-- Exercise brief --
All of the material below is to be returned exactly.

-- Records from a point labeling set --
* start *
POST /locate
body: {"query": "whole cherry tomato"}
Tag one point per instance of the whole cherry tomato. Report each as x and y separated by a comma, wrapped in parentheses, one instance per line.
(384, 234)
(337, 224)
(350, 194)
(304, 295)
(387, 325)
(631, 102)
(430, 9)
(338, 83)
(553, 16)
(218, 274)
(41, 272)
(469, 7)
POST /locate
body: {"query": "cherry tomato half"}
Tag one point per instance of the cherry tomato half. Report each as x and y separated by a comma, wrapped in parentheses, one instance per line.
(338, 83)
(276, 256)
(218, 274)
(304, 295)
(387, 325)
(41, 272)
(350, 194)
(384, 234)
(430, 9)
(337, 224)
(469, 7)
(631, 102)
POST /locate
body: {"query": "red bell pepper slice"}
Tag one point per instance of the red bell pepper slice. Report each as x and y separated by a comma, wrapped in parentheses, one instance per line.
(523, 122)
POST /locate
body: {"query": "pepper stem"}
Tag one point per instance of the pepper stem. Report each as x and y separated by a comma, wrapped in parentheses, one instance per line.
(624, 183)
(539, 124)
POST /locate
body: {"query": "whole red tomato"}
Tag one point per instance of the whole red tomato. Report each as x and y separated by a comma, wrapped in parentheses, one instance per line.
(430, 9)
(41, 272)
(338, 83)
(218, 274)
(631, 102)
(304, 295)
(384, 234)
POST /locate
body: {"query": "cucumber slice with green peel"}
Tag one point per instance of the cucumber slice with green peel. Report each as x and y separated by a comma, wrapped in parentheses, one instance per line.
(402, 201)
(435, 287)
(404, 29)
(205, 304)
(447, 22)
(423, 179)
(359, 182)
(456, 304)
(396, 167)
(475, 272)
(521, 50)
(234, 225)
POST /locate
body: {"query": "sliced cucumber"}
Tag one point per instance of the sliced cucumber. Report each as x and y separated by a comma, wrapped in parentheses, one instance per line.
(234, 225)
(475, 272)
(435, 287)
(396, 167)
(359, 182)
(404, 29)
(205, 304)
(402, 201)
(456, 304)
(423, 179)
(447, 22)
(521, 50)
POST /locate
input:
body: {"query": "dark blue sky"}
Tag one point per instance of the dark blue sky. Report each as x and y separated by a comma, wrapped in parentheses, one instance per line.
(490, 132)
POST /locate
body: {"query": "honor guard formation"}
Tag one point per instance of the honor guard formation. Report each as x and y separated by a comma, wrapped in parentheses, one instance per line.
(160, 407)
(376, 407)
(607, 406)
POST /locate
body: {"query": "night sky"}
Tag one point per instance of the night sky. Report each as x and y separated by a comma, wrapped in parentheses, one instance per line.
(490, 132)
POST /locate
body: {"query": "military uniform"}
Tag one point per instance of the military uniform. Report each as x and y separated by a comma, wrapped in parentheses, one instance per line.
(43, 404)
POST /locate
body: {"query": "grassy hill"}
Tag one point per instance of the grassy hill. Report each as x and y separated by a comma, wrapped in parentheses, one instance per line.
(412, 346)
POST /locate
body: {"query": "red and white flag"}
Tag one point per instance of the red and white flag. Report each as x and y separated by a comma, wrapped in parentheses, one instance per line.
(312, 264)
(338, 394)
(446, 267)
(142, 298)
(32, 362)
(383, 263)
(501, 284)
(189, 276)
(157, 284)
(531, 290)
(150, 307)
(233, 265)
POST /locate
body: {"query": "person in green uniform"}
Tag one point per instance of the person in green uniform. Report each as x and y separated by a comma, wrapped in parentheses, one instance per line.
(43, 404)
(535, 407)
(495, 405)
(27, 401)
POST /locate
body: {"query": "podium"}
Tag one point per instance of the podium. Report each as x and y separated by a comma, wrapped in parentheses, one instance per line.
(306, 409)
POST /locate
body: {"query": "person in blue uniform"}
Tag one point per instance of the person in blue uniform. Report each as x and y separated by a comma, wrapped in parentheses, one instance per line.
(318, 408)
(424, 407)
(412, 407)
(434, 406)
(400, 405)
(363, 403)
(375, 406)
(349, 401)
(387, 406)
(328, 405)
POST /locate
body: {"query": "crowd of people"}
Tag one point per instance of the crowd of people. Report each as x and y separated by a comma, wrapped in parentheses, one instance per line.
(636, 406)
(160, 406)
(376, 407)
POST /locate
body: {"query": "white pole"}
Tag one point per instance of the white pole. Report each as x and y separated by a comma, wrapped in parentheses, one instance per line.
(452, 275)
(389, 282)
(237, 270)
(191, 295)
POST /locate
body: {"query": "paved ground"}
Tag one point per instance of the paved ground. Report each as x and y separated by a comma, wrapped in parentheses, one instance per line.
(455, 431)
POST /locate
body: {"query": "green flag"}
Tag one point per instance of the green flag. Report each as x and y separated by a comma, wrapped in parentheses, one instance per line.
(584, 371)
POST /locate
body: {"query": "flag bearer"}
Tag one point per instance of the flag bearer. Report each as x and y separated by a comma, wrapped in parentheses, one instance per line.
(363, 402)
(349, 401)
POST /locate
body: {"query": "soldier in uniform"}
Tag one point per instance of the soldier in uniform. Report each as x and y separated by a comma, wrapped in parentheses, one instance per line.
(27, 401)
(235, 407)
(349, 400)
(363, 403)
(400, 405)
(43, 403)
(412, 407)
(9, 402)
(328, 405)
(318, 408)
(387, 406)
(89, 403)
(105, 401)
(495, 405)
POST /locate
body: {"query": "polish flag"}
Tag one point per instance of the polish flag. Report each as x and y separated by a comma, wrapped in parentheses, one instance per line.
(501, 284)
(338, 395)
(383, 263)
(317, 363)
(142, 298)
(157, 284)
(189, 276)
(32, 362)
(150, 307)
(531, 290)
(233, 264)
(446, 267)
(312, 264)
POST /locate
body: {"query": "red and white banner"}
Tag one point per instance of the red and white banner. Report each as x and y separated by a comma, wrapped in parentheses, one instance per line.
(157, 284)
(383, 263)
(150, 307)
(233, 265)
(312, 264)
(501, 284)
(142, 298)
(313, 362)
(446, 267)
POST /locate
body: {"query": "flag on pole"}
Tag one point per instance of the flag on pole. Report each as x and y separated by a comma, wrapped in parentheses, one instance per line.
* end *
-- Finished answer --
POST /locate
body: {"query": "whole cherry tomato"}
Tag one point per instance of the whole cherry tomato. Report each as x and y separated by a comma, wrapped in parentheses, one instance per line.
(384, 234)
(337, 224)
(350, 194)
(304, 295)
(387, 325)
(631, 102)
(430, 9)
(338, 83)
(553, 16)
(218, 274)
(41, 272)
(469, 7)
POST /locate
body: {"query": "cherry tomato half"}
Tag one point per instance of the cherry tomato half. Report each as x and y separated by a comma, wrapped in parentheses, one instance per line.
(338, 83)
(276, 256)
(218, 274)
(304, 295)
(387, 325)
(41, 272)
(350, 194)
(384, 234)
(430, 9)
(337, 224)
(469, 7)
(631, 102)
POST /locate
body: {"query": "red bell pepper slice"}
Tag one point per instance of the red bell pepper slice. Report each as x and y separated by a comma, wrapped in parentheses, one instance per line.
(523, 122)
POST /locate
body: {"query": "pepper stem"}
Tag one point per instance of the pepper stem. Report each as x and y separated by a comma, wrapped in parentheses, one instance per line.
(624, 183)
(539, 124)
POST /locate
body: {"query": "whole red tomato"}
Tag one point per instance of the whole red tomato. Report each as x and y separated by a comma, wrapped in parentheses, one instance per line.
(430, 9)
(41, 272)
(338, 83)
(218, 274)
(631, 102)
(304, 295)
(384, 234)
POST /locate
body: {"query": "cucumber slice with green peel"}
Tag one point per instance of the cucumber slice with green peel. Report each as x and y separated by a comma, wrapped in parentheses, one instance per line.
(402, 201)
(435, 287)
(404, 29)
(205, 304)
(447, 22)
(423, 179)
(359, 182)
(456, 304)
(396, 167)
(475, 272)
(521, 50)
(234, 225)
POST /locate
body: {"query": "sliced cucumber"}
Tag one point per instance of the sliced cucumber. Report each as x and y separated by a comma, wrapped in parentheses, one instance per line.
(234, 225)
(475, 272)
(435, 287)
(396, 167)
(359, 182)
(404, 29)
(205, 304)
(402, 201)
(456, 304)
(423, 179)
(447, 22)
(521, 50)
POST /locate
input:
body: {"query": "dark blue sky"}
Tag one point per instance of the dark blue sky. Report each as x and y separated by a comma, wrapped in parentheses, one instance per line.
(490, 132)
POST /locate
body: {"query": "honor guard formation"}
Tag one point per instance of the honor guard formation. Report each as x and y separated by a comma, wrapped in parentheses, one instance per line.
(160, 407)
(376, 407)
(607, 406)
POST /locate
body: {"query": "night sky"}
Tag one point per instance of the night sky. Report each as x and y separated by a comma, wrapped in parentheses, one instance per line.
(490, 132)
POST /locate
body: {"query": "military uniform"}
Tag one point per instance of the military uniform. Report each as x and y separated by a comma, wrapped in parentheses, one instance per line.
(43, 404)
POST /locate
body: {"query": "grassy hill"}
Tag one point per instance of the grassy hill. Report each as x and y separated by a comma, wrapped in parentheses, one instance per line.
(412, 346)
POST /locate
body: {"query": "red and white flag"}
Tag one point per instance of the red and white flag. Report each as x and y separated by a comma, wrapped in parentheses, one instance per line.
(312, 264)
(338, 394)
(446, 267)
(142, 298)
(32, 362)
(383, 263)
(501, 284)
(189, 276)
(157, 284)
(531, 290)
(150, 307)
(233, 265)
POST /locate
body: {"query": "person in green uniform"}
Tag one point per instance of the person in green uniform. Report each as x and y separated by a comma, wrapped in parentheses, one instance per line.
(43, 404)
(535, 407)
(495, 405)
(27, 401)
POST /locate
body: {"query": "podium"}
Tag one point per instance of the podium. Report each as x and y separated by a comma, wrapped in parentheses, one instance per line.
(306, 409)
POST /locate
body: {"query": "person in blue uniform"}
Tag one point per instance of the person in blue uniform. Report each as x and y separated by a comma, wrapped in parentheses, one instance per line.
(318, 408)
(424, 407)
(412, 407)
(434, 406)
(400, 405)
(363, 403)
(375, 406)
(349, 401)
(387, 406)
(328, 405)
POST /locate
body: {"query": "crowd of people"}
Tag one point per instance of the crowd of people. Report each as x and y separated by a comma, wrapped in parentheses, one instance per line.
(636, 406)
(160, 406)
(376, 407)
POST /locate
body: {"query": "white pole"}
Tag one point per instance of the white pole. Report each as x and y separated by a comma, wrapped in parentheses, one instance per line.
(452, 275)
(389, 282)
(237, 270)
(191, 295)
POST /locate
body: {"query": "paved ground"}
Tag one point per instance of the paved ground. Report each as x and y separated by a comma, wrapped in parentheses, one instance per line.
(455, 431)
POST /locate
body: {"query": "green flag"}
Tag one point per instance of the green flag. Report each as x and y separated by a comma, wrapped in parentheses, one instance per line.
(584, 371)
POST /locate
body: {"query": "flag bearer"}
Tag one point per instance of the flag bearer. Report each as x and y separated by a comma, wrapped in parentheses, one instance per line.
(363, 402)
(349, 401)
POST /locate
body: {"query": "soldier in uniform"}
Tag one point per instance of the soldier in uniform. Report each as x and y separated by a comma, wrapped in parentheses, one instance per line.
(27, 401)
(235, 407)
(349, 400)
(363, 403)
(400, 405)
(43, 403)
(412, 407)
(9, 402)
(328, 405)
(318, 408)
(387, 406)
(89, 403)
(105, 401)
(495, 405)
POST /locate
body: {"query": "polish flag"}
Tag one point per instance of the polish flag. Report each as x and y separated by a comma, wrapped in parentheses, one instance per line.
(501, 284)
(338, 395)
(383, 263)
(317, 363)
(142, 298)
(157, 284)
(189, 276)
(32, 362)
(150, 307)
(531, 290)
(233, 264)
(446, 267)
(312, 264)
POST /locate
body: {"query": "red and white banner"}
Tag one point per instance of the red and white banner. Report each as x and y separated by a comma, wrapped in parentheses, one instance per line.
(157, 284)
(383, 263)
(150, 307)
(233, 265)
(312, 264)
(501, 284)
(142, 298)
(313, 362)
(446, 267)
POST /locate
body: {"query": "flag on pole"}
Tag one point per instance of the flag on pole. Report each as x and y separated by a comma, wrapped in parentheses, one instance per line.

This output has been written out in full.